(Dataset excerpts begins)

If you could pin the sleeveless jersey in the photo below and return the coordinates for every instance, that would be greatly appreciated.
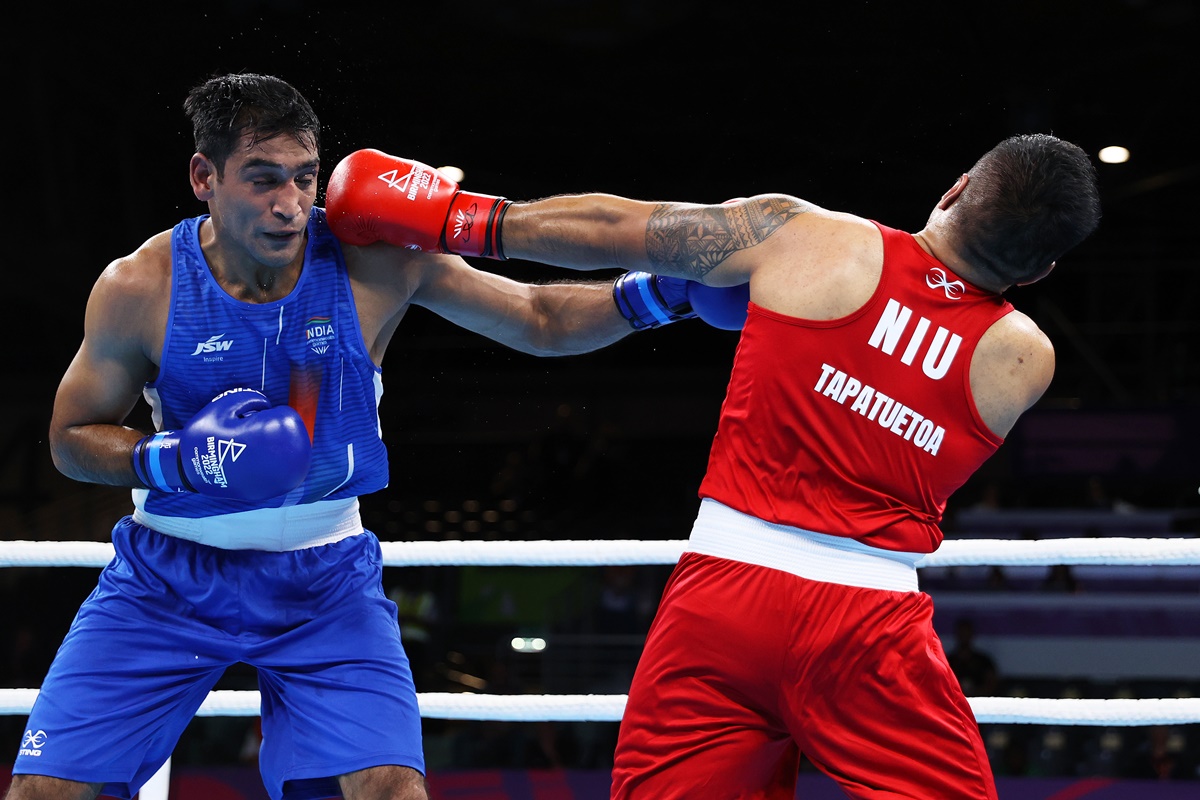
(305, 349)
(861, 426)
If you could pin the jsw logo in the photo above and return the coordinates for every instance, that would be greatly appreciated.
(213, 344)
(31, 745)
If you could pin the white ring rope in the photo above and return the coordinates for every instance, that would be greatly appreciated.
(609, 708)
(1000, 552)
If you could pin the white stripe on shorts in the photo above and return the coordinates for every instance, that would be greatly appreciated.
(721, 531)
(291, 528)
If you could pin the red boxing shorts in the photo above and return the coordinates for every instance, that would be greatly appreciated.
(747, 666)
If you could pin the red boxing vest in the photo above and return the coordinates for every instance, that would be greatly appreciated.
(861, 426)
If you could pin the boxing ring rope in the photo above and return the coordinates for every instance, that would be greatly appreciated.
(609, 708)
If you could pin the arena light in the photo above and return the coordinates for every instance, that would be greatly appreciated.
(1114, 155)
(528, 643)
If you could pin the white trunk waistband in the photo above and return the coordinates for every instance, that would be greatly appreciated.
(291, 528)
(721, 531)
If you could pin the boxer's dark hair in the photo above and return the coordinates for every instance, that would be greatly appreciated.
(1029, 200)
(227, 107)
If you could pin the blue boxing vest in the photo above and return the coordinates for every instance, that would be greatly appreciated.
(305, 350)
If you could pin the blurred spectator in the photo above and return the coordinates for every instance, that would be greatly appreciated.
(975, 668)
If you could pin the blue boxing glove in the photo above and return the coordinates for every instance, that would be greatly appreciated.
(723, 307)
(235, 447)
(654, 300)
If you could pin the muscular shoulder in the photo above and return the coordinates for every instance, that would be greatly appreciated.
(1012, 368)
(131, 298)
(144, 275)
(822, 265)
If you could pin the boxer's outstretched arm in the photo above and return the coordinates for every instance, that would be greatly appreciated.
(103, 382)
(707, 244)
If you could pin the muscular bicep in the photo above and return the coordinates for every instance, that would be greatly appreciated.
(712, 244)
(541, 319)
(1011, 371)
(101, 386)
(718, 244)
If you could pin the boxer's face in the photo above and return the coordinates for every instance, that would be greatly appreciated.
(262, 202)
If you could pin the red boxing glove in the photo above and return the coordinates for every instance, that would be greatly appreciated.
(375, 197)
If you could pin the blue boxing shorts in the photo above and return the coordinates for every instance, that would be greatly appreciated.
(169, 615)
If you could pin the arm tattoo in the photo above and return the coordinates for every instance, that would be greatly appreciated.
(696, 240)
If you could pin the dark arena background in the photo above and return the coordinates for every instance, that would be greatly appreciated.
(873, 108)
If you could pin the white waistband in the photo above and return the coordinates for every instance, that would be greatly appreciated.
(291, 528)
(721, 531)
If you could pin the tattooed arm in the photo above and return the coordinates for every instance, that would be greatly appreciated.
(709, 244)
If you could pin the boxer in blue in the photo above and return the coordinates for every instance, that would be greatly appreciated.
(256, 337)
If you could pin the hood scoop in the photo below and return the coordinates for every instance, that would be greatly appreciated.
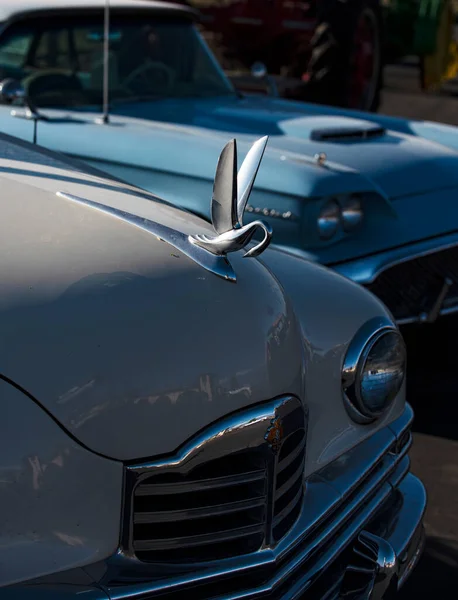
(347, 133)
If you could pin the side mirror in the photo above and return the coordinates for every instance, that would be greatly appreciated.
(11, 90)
(259, 71)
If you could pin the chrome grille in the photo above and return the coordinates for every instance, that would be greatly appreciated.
(218, 510)
(409, 289)
(289, 484)
(340, 500)
(237, 488)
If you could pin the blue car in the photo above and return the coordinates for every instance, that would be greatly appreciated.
(371, 196)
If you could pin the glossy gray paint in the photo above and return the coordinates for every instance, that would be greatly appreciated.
(59, 503)
(132, 346)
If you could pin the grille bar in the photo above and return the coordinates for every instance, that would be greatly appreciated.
(288, 508)
(197, 513)
(216, 499)
(330, 518)
(285, 462)
(409, 289)
(281, 491)
(197, 540)
(184, 487)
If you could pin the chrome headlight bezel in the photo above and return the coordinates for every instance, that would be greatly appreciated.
(355, 362)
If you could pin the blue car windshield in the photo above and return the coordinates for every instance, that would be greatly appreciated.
(60, 61)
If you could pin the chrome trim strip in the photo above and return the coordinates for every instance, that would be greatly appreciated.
(334, 505)
(366, 270)
(217, 264)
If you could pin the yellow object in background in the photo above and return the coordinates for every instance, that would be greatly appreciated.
(443, 64)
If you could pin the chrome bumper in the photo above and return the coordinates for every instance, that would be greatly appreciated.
(360, 533)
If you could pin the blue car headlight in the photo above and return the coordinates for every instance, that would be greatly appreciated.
(374, 370)
(329, 219)
(352, 213)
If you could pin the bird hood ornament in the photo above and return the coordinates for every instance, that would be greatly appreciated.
(230, 196)
(231, 192)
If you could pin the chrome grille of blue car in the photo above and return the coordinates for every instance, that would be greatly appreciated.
(409, 289)
(241, 492)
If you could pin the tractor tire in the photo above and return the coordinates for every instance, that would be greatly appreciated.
(345, 66)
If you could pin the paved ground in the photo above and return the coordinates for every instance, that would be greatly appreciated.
(432, 390)
(433, 381)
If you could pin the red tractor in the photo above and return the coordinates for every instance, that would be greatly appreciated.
(331, 49)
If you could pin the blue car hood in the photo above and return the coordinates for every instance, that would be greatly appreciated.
(185, 136)
(393, 161)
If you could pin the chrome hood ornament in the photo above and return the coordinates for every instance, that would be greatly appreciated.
(227, 211)
(231, 192)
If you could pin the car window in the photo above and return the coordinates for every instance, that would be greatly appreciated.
(60, 61)
(13, 53)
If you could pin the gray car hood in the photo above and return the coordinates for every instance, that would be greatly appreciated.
(110, 329)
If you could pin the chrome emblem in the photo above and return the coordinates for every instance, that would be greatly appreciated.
(230, 196)
(231, 192)
(274, 435)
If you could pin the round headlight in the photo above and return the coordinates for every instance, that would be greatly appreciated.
(352, 213)
(373, 373)
(329, 220)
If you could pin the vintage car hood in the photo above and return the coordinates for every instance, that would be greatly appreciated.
(394, 162)
(132, 347)
(117, 334)
(184, 137)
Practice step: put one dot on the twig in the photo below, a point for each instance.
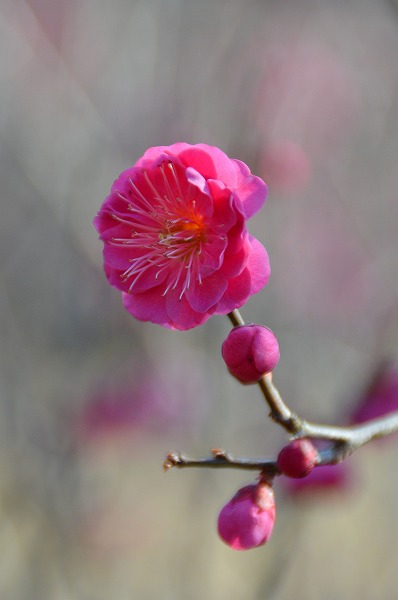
(220, 459)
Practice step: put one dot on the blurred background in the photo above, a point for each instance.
(306, 93)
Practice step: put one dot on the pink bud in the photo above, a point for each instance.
(298, 458)
(250, 351)
(247, 520)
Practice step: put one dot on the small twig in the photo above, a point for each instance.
(220, 459)
(344, 440)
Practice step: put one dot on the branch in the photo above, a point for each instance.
(220, 459)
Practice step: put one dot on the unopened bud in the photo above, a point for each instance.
(298, 458)
(250, 351)
(247, 520)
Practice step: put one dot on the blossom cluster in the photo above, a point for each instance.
(175, 237)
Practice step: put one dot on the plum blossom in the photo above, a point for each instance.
(175, 241)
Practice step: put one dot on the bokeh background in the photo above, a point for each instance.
(305, 92)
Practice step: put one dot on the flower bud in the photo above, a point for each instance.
(250, 351)
(298, 458)
(247, 520)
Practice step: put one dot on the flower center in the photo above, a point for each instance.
(166, 230)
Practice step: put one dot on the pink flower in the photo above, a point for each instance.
(175, 241)
(250, 351)
(247, 520)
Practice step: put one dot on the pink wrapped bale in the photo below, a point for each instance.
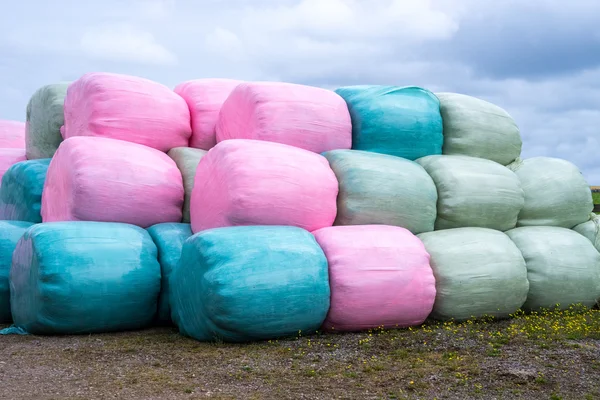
(307, 117)
(108, 180)
(128, 108)
(252, 182)
(379, 276)
(204, 98)
(12, 134)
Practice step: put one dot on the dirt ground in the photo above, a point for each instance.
(551, 356)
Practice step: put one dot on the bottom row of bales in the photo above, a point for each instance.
(264, 282)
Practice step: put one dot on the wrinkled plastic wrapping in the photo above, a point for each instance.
(108, 180)
(379, 277)
(476, 128)
(187, 160)
(169, 239)
(127, 108)
(474, 192)
(556, 193)
(45, 116)
(307, 117)
(21, 191)
(563, 267)
(382, 189)
(250, 283)
(253, 182)
(478, 272)
(400, 121)
(84, 277)
(10, 233)
(204, 98)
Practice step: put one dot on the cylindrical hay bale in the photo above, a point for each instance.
(556, 193)
(108, 180)
(128, 108)
(478, 272)
(253, 182)
(477, 128)
(204, 98)
(307, 117)
(379, 277)
(84, 277)
(382, 189)
(250, 283)
(474, 192)
(399, 121)
(563, 267)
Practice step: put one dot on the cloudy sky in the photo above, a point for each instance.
(538, 59)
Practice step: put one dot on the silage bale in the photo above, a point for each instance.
(249, 283)
(253, 182)
(382, 189)
(10, 233)
(109, 180)
(169, 239)
(379, 277)
(563, 267)
(477, 128)
(187, 160)
(474, 192)
(21, 191)
(478, 272)
(556, 193)
(127, 108)
(399, 121)
(84, 277)
(204, 98)
(307, 117)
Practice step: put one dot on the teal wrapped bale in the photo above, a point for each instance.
(84, 277)
(563, 267)
(399, 121)
(10, 233)
(382, 189)
(250, 283)
(169, 239)
(21, 191)
(45, 116)
(478, 272)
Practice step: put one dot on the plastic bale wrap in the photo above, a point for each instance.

(Dataset excerpts ends)

Reproduce exactly the lines from the one with "Practice step: put one dot on the cylindrical" through the last line of the entries, keeping both of those lines and nothing else.

**Exercise output:**
Practice step: put one dot on the cylindrical hay bale in the photo above, a point for each instance.
(556, 193)
(108, 180)
(128, 108)
(478, 272)
(253, 182)
(477, 128)
(204, 98)
(307, 117)
(379, 277)
(84, 277)
(382, 189)
(250, 283)
(474, 192)
(399, 121)
(563, 267)
Practice step: put one dot on the cloudy sky in the photo above, a point for each instance.
(538, 59)
Practice step: put one dot on the silage bale in the photo above, a point for each instance.
(249, 283)
(253, 182)
(382, 189)
(10, 233)
(109, 180)
(169, 239)
(379, 277)
(563, 267)
(477, 128)
(187, 160)
(474, 192)
(21, 191)
(478, 272)
(556, 193)
(127, 108)
(399, 121)
(84, 277)
(204, 98)
(307, 117)
Practice step: put one dot on the teal wrapped bale in the photo above, a point for each instance.
(84, 277)
(563, 267)
(399, 121)
(10, 233)
(382, 189)
(250, 283)
(169, 239)
(21, 191)
(45, 116)
(478, 272)
Practice step: put one dot on the plastic bale wrap in the photo above, a point for each instance.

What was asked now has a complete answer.